TAREFA 1:
Responde com base no artigo sobre Simon the Sorcerer Origins:
(a) Que estúdio desenvolveu o jogo?
(b) Que outro título é referido como exemplo anterior do regresso de um clássico?
(c) Em que década viveu o género de aventuras o seu apogeu?
TAREFA 2: Extrai dos registos todas as linhas que contêm a palavra "blonde".

ARTIGO:

###

Há qualquer
coisa de especial quando um clássico regressa com alma nova. Já no passado notei
isso com Return
to Monkey Island, e agora noto-o com Simon the Sorcerer Origins: um
regresso que não se limita a revisitar o passado, mas que o faz com a elegância
de quem sabe porque é que o original se tornou lendário. A Smallthing Studios
pegou no icónico feiticeiro de chapéu pontiagudo e sarcasmo afiado, e decidiu
contar-nos como tudo começou. O resultado é um jogo que transborda
personalidade, talento e uma inesperada frescura para um género que muitos
davam por adormecido.
Sim, sou confesso apaixonado pelo género “point and click” e por isso mesmo consigo afirmar que desde os primeiros minutos, percebe-se que estamos perante uma carta de amor a este género de aventuras que viveu o seu apogeu durante a década dos anos 90. A estética “point and click” mantém-se firme, sendo agora acompanhada por visuais deslumbrantes baseados na percepção por parte do jogador que cada ilustração demonstra um cuidado extraordinário na sua concepção.

###

EXCERTO DOS DADOS:
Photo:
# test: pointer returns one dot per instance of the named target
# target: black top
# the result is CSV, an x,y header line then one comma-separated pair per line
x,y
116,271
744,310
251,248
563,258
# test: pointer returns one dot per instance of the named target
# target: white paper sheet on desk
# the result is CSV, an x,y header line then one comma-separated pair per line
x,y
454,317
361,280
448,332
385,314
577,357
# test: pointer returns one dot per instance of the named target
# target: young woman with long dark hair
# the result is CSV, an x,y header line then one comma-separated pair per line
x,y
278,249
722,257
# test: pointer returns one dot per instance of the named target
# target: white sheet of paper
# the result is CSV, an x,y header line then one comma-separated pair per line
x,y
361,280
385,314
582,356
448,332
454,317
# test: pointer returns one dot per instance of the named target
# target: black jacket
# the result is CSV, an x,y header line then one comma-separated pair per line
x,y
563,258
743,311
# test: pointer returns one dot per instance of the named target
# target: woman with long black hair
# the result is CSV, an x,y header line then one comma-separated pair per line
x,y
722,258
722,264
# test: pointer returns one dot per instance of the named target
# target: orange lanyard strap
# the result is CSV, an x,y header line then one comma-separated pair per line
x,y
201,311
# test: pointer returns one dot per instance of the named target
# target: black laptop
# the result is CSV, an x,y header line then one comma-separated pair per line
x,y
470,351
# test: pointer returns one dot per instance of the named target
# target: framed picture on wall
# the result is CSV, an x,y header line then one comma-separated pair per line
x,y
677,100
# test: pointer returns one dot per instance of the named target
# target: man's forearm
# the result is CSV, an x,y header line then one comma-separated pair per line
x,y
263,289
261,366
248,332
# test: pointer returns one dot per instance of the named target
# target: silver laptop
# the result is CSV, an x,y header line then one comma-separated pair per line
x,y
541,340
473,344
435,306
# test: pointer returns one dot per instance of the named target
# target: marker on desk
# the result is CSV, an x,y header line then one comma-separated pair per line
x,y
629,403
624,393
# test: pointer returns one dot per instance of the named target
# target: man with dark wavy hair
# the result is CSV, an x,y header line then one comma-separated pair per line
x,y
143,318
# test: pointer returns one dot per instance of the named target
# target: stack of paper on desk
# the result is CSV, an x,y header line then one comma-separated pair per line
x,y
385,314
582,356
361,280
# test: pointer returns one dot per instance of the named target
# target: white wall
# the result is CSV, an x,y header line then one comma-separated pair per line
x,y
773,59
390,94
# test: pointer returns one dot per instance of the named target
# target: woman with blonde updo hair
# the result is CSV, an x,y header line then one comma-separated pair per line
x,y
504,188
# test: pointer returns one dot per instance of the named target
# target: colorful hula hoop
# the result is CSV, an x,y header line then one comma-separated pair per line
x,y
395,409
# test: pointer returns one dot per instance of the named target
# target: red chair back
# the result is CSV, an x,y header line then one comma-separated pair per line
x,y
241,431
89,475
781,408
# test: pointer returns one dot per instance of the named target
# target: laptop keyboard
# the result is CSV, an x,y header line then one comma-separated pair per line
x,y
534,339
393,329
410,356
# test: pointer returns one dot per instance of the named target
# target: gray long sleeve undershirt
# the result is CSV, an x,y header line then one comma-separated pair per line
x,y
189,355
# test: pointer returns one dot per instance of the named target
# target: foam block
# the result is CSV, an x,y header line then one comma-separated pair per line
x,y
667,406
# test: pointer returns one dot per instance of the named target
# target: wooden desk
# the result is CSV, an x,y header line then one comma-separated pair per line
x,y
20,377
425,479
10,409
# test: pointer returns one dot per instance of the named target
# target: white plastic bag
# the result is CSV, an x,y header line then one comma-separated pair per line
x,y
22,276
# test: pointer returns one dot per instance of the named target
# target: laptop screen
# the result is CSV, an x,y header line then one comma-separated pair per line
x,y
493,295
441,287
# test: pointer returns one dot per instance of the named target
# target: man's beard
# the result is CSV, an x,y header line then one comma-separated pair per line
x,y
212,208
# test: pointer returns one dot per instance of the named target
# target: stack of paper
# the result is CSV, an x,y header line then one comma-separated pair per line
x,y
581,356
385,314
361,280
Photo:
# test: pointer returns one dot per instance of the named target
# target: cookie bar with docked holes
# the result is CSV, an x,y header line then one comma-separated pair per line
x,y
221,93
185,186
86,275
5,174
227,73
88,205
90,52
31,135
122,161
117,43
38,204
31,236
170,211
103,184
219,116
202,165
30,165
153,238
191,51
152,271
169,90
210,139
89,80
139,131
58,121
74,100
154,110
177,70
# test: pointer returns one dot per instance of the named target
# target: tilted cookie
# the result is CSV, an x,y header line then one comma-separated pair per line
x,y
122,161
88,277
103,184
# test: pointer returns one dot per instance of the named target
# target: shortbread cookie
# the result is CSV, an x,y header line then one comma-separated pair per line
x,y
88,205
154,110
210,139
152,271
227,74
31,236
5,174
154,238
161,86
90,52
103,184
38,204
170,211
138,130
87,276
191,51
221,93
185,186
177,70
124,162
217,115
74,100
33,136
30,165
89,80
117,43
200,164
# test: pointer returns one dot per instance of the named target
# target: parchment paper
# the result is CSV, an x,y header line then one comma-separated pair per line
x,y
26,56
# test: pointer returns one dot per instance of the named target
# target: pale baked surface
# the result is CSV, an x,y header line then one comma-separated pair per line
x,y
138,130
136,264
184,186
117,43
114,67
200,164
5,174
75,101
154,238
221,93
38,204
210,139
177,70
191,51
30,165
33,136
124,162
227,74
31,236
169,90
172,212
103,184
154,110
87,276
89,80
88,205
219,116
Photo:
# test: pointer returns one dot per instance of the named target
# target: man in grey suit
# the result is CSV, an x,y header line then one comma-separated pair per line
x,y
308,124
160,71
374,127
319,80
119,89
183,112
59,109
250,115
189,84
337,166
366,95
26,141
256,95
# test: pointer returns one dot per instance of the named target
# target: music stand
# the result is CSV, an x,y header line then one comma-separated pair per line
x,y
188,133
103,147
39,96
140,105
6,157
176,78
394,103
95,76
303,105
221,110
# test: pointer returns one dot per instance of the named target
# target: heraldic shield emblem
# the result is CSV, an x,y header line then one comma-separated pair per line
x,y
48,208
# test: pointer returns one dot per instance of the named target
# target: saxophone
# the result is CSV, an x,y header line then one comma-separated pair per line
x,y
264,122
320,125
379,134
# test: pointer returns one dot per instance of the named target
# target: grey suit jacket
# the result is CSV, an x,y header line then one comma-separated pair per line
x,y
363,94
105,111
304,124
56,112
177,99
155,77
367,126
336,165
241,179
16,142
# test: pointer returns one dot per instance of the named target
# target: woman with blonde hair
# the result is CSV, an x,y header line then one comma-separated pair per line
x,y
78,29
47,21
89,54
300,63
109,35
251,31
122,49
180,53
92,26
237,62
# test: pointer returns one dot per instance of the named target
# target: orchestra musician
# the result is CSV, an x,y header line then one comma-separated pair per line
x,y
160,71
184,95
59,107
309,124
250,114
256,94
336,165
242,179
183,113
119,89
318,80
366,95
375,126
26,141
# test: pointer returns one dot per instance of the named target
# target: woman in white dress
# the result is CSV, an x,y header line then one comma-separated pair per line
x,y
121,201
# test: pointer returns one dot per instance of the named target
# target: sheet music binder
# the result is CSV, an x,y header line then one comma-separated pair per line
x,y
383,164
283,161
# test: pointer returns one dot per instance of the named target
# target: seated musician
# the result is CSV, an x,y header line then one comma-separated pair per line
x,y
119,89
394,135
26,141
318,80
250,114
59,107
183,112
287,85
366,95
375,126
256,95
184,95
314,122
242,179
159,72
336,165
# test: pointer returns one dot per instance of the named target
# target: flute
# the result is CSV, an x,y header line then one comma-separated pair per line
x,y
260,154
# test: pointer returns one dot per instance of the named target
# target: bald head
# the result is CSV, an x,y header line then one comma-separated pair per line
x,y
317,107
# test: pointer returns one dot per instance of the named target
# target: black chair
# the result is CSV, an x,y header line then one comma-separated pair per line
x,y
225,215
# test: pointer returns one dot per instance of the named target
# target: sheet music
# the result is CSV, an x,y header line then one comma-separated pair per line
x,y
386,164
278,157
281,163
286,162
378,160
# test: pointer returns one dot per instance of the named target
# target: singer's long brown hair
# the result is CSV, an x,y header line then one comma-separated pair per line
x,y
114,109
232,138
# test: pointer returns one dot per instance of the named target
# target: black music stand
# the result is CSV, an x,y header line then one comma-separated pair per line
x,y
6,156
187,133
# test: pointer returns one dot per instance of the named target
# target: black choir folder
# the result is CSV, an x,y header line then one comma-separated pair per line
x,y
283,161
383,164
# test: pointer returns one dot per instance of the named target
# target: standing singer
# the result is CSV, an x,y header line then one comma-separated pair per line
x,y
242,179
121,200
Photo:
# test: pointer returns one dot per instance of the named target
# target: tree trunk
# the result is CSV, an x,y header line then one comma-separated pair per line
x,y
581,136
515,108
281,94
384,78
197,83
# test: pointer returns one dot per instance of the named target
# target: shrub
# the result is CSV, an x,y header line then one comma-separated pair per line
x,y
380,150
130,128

###

RESPOSTA 1:
(a) A Smallthing Studios.
(b) Return to Monkey Island.
(c) Na década dos anos 90.

RESPOSTA 2:
# target: woman with blonde updo hair
# target: woman with blonde hair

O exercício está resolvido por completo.